### [Your task]
Carry on the passage about federal agencies dismissing EEO complaints, continuing from its last sentence.

As a refresher on the process, when a federal employee believes he/she has been discriminated against, the next step is to notify the agency’s EEO office. At this point, there is counseling, and if this does not resolve the issue a formal EEO complaint ensues. The agency then has the choice to initiate an investigation into the complaint or to dismiss the complaint outright. Reasons for dismissal include lack of filing on time, the complaint addressing a previously settled matter, or a lack of necessary information. If the complainant feels the complaint was dismissed unfairly, there is the option to appeal to the Equal Employment Opportunity Commission (EEOC).

The EEOC revealed in the report that it had reversed 33% of all agency dismissals between the years of 2008 and 2012, with the reversal rate hitting a high of 45% in 2012. This figure was a full 15% higher than the rate in 2008, and in raw terms means that of the 1,548 dismissal appeals the EEOC heard, almost 700 were remanded back to the agency. The report listed many reasons why agencies had improperly dismissed claims: they ranged from wrongly dismissing complaints as minor instead of looking for a pattern of discrimination to failing to account for valid excuses when complainants were unable to submit their formal complaints in time. Carlton Hadden, the director of the EEOC’s Office of Federal Operations, said that the report was issued with hope to “reduce the number of incorrect procedural dismissals by federal agencies.”

If the report does indeed have that desired impact, there could be a noticeable increase in formal EEO complaints in the coming years. More agencies taking heed of the EEOC’s findings would naturally lead to less complaints being dismissed and more progressing to the formal stage. This development would likely make the jobs of federal managers even more difficult. For many managers, especially those dealing with “problem” employees, it can already seem as though the EEO system is too accommodating to frivolous complaints and often keeps these complaints in the works for years at a time. Less agency dismissals could portend even more fringe complaints becoming formal.

(Records from a data source)

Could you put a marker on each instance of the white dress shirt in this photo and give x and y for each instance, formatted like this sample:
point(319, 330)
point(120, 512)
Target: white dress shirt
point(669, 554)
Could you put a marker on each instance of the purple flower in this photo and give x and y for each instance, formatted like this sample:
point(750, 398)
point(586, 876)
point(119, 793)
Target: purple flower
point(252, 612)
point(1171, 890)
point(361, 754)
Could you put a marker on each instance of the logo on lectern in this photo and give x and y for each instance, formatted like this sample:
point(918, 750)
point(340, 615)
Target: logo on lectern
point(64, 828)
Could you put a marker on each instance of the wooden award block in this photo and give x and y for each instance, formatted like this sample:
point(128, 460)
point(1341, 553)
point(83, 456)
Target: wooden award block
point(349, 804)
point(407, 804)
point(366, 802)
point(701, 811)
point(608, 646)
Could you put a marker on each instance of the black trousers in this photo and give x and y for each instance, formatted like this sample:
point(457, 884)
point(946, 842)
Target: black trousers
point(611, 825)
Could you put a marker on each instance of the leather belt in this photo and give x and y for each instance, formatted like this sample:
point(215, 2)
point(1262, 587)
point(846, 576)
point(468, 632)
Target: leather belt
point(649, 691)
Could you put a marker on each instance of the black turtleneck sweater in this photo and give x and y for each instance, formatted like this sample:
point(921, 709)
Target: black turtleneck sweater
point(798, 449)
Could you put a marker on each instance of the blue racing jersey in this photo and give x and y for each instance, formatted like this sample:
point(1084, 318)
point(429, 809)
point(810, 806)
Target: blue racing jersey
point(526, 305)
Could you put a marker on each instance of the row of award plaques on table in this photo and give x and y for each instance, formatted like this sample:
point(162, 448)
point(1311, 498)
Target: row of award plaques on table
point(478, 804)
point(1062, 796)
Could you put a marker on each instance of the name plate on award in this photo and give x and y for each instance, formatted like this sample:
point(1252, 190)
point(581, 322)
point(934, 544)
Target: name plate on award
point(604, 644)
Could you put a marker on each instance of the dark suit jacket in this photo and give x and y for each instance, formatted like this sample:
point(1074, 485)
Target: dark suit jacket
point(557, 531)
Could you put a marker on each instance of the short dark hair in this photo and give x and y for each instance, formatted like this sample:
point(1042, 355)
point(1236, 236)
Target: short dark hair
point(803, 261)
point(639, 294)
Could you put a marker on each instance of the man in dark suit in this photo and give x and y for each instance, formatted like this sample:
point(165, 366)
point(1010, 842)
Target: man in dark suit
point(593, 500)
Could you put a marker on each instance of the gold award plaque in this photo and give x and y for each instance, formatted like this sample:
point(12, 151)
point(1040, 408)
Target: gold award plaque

### [Response]
An increase in EEO complaints across the government would only reinforce what many federal managers already know: in today’s federal environment, having a professional liability insurance policy is one of the most important career protections a member of management can have. The PLI policy administered by FEDS provides for up to $200,000 in legal defense costs for administrative actions, which include defending against formal EEO complains. While it may seem as though your interests and the agency’s interests are aligned when defending against an EEO complaint, many managers can attest to that not always being the case. When that divergence of interests occurs it is invaluable to have top-notch legal representation at your side, looking out only for you.


A FEDS PLI policy starts at only $290 a year, and all federal employees in management are eligible for a reimbursement up to 50% of the premium cost from their agency. Before you find yourself dealing with a complaint on your own, make the decision to protect your career and your peace of mind. Visit www.fedsprotection.com or call 866.955.FEDS today.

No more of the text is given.